■ Extracted material:
--- begin ---
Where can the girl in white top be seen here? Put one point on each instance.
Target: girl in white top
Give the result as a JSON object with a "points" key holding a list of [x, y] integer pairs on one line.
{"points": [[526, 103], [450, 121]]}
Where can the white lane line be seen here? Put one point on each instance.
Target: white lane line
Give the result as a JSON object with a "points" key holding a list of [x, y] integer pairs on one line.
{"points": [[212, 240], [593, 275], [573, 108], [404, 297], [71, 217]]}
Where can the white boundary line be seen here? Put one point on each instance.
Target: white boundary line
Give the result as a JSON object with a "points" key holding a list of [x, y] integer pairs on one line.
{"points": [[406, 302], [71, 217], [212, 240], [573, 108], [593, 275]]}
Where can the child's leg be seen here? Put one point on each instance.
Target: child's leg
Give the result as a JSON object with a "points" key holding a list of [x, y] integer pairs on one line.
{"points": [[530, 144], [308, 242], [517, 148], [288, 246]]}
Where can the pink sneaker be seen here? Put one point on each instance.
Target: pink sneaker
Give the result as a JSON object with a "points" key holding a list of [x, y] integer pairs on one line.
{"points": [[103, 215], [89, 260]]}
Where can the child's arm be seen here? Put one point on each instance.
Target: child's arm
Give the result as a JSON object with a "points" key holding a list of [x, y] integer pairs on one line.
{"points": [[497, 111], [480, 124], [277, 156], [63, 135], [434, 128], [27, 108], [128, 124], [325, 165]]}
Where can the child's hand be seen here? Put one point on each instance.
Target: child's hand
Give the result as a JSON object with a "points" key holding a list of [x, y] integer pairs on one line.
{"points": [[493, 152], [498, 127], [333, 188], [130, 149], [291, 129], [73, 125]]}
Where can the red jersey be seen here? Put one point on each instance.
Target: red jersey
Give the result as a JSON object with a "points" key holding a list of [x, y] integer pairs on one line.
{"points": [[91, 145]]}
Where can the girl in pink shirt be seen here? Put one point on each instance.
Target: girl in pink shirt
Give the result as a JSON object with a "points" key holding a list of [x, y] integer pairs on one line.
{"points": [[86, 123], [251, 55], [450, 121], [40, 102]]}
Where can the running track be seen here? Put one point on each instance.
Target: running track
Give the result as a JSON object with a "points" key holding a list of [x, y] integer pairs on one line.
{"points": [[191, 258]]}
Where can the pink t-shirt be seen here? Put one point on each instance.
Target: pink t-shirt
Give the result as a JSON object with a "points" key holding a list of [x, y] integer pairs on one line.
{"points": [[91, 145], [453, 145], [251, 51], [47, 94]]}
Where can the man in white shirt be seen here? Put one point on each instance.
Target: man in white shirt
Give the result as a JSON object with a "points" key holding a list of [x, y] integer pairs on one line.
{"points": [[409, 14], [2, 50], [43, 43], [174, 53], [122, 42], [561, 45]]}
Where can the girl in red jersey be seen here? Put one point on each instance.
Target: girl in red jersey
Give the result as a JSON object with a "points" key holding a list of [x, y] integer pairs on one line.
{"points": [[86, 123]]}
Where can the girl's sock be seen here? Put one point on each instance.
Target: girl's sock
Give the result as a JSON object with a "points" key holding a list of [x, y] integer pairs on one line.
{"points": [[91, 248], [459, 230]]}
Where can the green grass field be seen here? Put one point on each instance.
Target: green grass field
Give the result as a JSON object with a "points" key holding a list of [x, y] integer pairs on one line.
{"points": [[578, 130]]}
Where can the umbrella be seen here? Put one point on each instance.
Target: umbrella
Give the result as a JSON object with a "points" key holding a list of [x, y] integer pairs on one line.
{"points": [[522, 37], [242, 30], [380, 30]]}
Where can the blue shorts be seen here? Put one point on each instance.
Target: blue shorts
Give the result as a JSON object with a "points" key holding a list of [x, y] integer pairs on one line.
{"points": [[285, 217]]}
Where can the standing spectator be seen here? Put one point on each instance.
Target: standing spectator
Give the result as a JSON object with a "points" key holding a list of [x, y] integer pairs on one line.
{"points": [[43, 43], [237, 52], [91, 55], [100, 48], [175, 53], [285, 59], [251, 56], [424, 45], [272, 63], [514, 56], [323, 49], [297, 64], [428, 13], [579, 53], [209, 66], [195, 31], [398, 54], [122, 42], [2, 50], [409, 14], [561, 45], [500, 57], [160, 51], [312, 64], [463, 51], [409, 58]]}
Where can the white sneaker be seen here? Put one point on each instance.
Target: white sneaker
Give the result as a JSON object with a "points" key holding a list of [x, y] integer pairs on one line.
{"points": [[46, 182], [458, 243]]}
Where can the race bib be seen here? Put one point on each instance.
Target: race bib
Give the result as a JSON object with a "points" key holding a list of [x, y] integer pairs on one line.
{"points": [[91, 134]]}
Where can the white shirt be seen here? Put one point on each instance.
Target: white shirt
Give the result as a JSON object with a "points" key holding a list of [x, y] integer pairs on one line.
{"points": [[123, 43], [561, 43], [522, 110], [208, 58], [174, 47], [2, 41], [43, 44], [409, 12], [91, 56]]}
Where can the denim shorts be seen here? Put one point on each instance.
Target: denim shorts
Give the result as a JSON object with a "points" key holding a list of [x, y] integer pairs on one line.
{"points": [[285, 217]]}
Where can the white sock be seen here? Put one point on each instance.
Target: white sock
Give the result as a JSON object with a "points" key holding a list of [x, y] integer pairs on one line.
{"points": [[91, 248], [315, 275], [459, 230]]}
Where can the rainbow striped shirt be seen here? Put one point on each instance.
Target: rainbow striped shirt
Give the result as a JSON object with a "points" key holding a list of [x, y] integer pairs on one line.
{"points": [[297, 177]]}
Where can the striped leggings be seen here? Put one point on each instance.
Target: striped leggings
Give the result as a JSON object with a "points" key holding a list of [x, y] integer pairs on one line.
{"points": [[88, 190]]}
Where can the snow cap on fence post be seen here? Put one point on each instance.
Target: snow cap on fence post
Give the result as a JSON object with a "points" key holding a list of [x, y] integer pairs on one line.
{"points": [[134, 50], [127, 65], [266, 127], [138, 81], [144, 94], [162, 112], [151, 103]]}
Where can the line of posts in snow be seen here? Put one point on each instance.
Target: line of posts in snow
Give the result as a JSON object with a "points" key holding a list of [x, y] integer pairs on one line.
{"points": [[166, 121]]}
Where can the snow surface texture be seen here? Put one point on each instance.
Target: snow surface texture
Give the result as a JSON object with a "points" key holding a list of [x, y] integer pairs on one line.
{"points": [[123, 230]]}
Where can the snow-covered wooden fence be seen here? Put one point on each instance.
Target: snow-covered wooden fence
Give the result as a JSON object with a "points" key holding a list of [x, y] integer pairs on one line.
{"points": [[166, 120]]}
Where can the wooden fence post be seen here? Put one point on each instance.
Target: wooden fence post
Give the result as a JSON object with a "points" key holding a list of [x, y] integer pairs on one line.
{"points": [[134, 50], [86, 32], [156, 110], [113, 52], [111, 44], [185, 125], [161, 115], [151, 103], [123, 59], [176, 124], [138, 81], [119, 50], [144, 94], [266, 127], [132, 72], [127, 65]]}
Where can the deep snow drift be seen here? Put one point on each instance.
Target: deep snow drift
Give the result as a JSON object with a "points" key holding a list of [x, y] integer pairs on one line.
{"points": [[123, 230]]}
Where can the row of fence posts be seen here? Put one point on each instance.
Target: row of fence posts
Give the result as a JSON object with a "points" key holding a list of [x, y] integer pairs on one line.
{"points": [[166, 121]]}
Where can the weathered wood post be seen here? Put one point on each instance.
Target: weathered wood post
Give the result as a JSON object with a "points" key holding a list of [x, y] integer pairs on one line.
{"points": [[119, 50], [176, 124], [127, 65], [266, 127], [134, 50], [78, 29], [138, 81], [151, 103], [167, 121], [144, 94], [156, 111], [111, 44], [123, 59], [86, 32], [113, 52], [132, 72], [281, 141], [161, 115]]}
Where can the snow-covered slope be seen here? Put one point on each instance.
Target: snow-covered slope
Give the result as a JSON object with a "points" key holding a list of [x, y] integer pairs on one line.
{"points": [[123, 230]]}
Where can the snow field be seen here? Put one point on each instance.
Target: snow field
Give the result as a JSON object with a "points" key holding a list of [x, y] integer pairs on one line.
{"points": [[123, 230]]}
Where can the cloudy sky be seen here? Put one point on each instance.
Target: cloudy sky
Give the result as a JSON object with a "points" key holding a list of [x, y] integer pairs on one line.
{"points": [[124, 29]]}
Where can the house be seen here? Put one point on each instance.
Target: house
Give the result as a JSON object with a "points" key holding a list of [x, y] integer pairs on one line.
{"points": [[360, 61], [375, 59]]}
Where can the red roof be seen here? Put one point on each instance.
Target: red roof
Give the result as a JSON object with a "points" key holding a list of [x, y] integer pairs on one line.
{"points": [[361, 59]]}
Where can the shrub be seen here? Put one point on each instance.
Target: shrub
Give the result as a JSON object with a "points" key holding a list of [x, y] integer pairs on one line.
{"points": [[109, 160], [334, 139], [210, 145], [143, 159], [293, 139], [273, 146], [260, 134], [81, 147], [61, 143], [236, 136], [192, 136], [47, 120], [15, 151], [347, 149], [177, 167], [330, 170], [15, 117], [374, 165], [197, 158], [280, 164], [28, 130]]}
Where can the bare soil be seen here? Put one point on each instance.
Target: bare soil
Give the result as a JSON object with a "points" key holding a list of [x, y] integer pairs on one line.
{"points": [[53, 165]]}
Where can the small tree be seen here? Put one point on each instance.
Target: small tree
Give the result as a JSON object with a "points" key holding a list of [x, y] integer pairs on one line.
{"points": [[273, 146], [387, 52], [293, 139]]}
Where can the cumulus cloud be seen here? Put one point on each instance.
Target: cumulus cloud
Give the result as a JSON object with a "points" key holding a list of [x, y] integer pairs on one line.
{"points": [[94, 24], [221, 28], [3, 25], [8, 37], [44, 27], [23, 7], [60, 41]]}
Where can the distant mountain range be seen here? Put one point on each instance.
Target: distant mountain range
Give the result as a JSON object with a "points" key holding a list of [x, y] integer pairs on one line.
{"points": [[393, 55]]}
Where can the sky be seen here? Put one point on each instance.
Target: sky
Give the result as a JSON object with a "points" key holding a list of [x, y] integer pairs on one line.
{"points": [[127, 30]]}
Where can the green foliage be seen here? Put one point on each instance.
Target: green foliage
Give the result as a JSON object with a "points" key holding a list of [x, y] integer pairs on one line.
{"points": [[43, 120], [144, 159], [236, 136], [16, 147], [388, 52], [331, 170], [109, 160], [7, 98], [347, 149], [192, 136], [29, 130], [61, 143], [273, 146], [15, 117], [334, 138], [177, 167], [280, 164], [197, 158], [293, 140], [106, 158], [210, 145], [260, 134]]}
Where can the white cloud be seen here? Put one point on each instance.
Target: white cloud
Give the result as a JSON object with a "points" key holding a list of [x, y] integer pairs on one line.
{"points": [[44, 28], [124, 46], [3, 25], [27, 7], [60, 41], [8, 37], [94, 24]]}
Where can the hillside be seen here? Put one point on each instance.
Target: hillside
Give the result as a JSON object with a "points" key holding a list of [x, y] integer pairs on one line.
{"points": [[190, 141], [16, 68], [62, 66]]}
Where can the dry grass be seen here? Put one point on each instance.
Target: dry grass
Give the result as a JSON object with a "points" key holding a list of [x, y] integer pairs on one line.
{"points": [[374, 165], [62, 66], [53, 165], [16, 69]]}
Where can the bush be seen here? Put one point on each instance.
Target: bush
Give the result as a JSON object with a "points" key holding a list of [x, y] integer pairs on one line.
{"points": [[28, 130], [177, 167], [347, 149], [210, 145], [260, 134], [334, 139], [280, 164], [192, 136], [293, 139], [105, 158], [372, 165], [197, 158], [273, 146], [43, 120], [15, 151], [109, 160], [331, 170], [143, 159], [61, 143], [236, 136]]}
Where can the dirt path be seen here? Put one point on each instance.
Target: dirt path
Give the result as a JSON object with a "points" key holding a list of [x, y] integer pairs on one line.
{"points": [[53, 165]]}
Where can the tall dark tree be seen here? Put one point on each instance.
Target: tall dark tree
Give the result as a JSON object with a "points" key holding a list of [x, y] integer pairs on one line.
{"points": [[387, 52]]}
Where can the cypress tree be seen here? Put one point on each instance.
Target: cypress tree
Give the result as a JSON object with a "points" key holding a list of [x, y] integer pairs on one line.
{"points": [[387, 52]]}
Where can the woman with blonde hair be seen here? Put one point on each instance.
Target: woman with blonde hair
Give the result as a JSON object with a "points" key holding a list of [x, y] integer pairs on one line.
--- end ---
■ The problem:
Reproduce only the lines between the line containing "Where can the hillside" and the last line of the records, those two lines included, exactly.

■ Finished answer:
Where can the hillside be seen here? Put one point on each instance.
Target: hillside
Give the result as a JSON object with a "points" key holding a list of [x, y] integer pairs on one line.
{"points": [[190, 141], [16, 68], [62, 66]]}
Where can the dry grass be seen here? Put one point on each instance.
Target: dry grass
Give the result as a JSON object with a "points" key holding a list of [x, y] integer pairs on one line.
{"points": [[374, 165], [62, 66], [53, 165], [16, 69]]}
Where can the bush be seen here? Put one point on each instance.
Target: bush
Give the result as a JSON object with a "points" key holding a list of [x, y] integer pairs on one line.
{"points": [[28, 130], [177, 167], [347, 149], [210, 145], [260, 134], [334, 139], [280, 164], [192, 136], [293, 139], [105, 158], [372, 165], [197, 158], [273, 146], [43, 120], [15, 151], [109, 160], [331, 170], [143, 159], [61, 143], [236, 136]]}
Where can the dirt path be seen here? Put one point on each instance.
Target: dirt path
Give the result as a JSON object with a "points" key holding a list of [x, y] integer pairs on one line.
{"points": [[53, 165]]}
Where can the tall dark tree be seen here? Put one point on each instance.
Target: tall dark tree
Give the result as a JSON object with a "points" key holding a list of [x, y] integer pairs on one line.
{"points": [[387, 52]]}
Where can the cypress tree be seen here? Put one point on each instance.
Target: cypress tree
Give the result as a JSON object with a "points" key holding a list of [x, y] integer pairs on one line.
{"points": [[387, 52]]}
Where can the woman with blonde hair be seen here? Put one point on each instance.
Target: woman with blonde hair
Give the result as a JSON object with a "points" key holding a list of [x, y] integer pairs on one line.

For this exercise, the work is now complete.